## BEGIN PAGE EXTRACT

Harlquinth (18th January 2011)
Your only going to get 300Mb of throughput if both your clients and AP fully supports it.
In addition your clients still share this 300mb trunk (if it were attainable) and will be queuing up for their turn to talk to the AP.
If the rouge AP is better than -80db in the vacinity of your laptops there is every chance they will hear it and this will compound the issue further with clients having to discard and retry all the time.
The Ruckus, well smart it may be but, its only going to be able to reject the co-channel interference on Channel 1 thus making the channel unusable anyway so your theoretical bandwidth is going to be significantly lower than you expect anyway.
In all honesty you might get better results running points with dual G radios and load balancing rather trying to get everyone bashing the same point with N...
The spectrums a mess and its getting worse everyday, 2.4ghz is like the M25 on Monday,Friday and Bank holiday rolled into one.
Whilst I was at BETT I did a sweep with the etherscope as I was desperate to try and do a bit of remote support to a client.
The spectrum was swamped and for anything more than a quick email check or web page it was next to useless.
I could see all makes and models of wifi fighting for control of their bit of the airwaves, by far the best performing Access Points were ARUBA!
I have never owned one or sold one, heck I have never even seen one but at BETT they were outperforming everything else and the scope never lies....
Harlquinth (18th January 2011)

## END PAGE EXTRACT

# EXERCISE INSTRUCTIONS:
(1) Based on the post about Wi-Fi congestion, are the following statements true? Answer yes or no to each, quoting the words of the post that decide it. (a) The writer has owned an Aruba access point. (b) The writer used the etherscope for a sweep at BETT. (c) Reaching 300Mb of throughput depends on support from both the clients and the AP.
(2) Reproduce the post about Wi-Fi congestion word for word, from "The Ruckus, well" to "point with N...".
(3) In the post about Wi-Fi congestion, list every figure that is written with a unit attached, in the order they appear.

## BEGIN GIVEN DATA

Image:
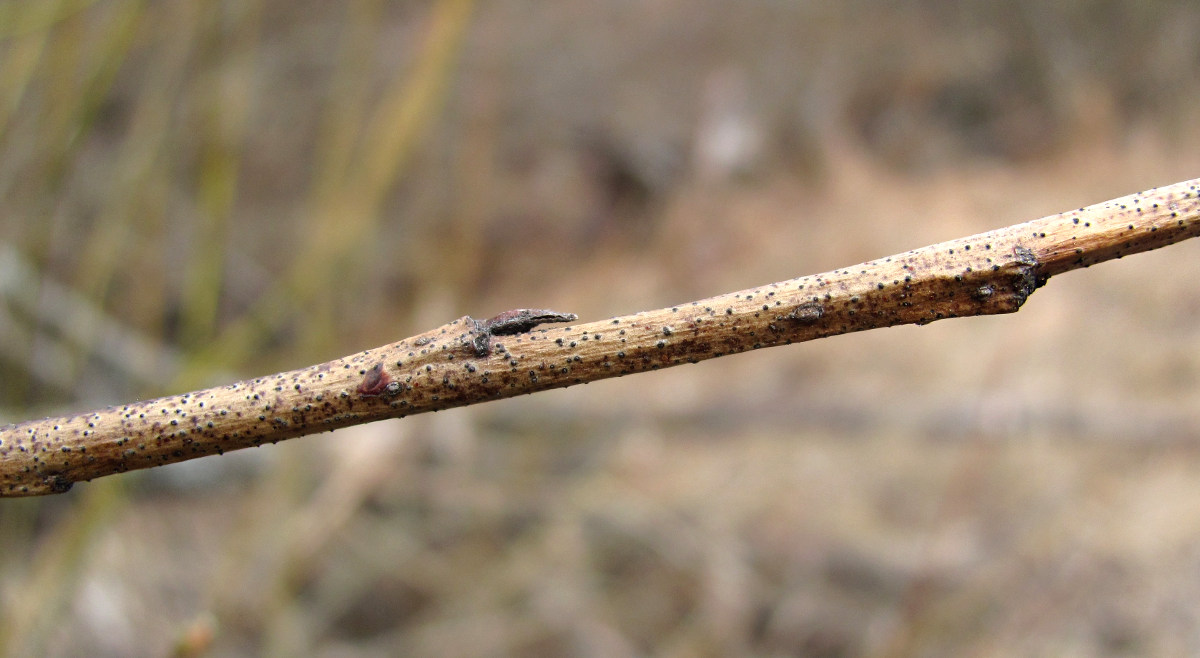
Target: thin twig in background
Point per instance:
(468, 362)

## END GIVEN DATA
## BEGIN GIVEN DATA

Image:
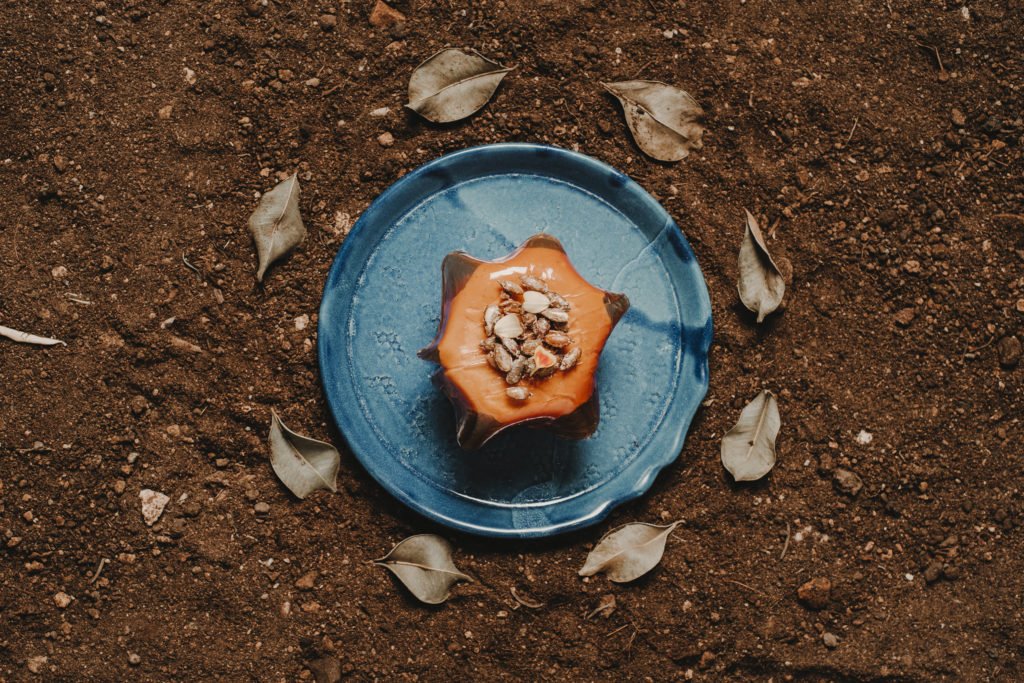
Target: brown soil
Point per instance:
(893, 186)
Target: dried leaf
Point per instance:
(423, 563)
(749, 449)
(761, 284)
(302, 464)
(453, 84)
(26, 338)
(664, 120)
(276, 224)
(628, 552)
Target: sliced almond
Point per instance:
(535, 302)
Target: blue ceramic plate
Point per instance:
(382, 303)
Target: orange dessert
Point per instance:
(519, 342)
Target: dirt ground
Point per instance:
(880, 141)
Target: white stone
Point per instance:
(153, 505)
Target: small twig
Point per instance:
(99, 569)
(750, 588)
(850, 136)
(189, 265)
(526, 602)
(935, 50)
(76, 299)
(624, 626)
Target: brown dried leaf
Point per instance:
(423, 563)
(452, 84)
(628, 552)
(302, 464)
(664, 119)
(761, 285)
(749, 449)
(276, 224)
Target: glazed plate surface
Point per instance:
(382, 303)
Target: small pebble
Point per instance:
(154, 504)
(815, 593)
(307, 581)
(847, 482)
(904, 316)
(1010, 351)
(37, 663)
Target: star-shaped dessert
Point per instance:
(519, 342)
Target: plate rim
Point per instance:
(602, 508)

## END GIVEN DATA
## BEGIN GIVEN DATA

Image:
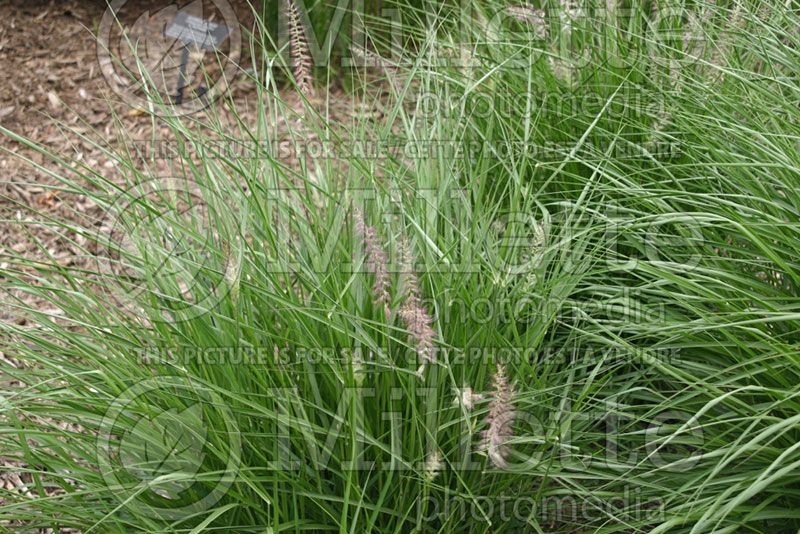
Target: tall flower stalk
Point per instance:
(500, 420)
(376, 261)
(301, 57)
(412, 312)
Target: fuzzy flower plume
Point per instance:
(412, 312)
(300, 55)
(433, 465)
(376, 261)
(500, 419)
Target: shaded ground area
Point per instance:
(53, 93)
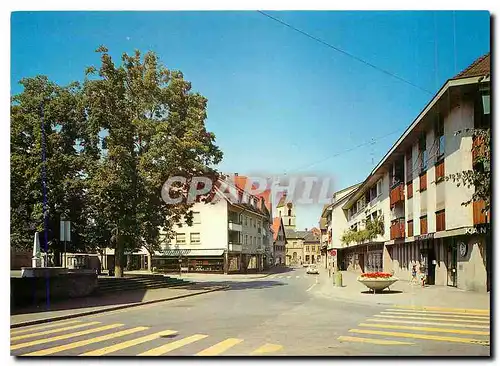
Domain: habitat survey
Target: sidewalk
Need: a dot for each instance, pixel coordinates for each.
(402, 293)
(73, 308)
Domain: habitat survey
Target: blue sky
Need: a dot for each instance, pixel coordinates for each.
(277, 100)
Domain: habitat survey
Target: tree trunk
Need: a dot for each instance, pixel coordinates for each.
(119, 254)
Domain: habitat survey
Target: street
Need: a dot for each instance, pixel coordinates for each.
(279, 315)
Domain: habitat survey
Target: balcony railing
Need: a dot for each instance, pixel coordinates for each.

## END GIVEN DATA

# EXERCISE RESPONSES:
(1)
(a) No: "I have never owned one or sold one"
(b) Yes: "I did a sweep with the etherscope"
(c) Yes: "if both your clients and AP fully supports it"

(2)
The Ruckus, well smart it may be but, its only going to be able to reject the co-channel interference on Channel 1 thus making the channel unusable anyway so your theoretical bandwidth is going to be significantly lower than you expect anyway.
In all honesty you might get better results running points with dual G radios and load balancing rather trying to get everyone bashing the same point with N...

(3)
300Mb
300mb
-80db
2.4ghz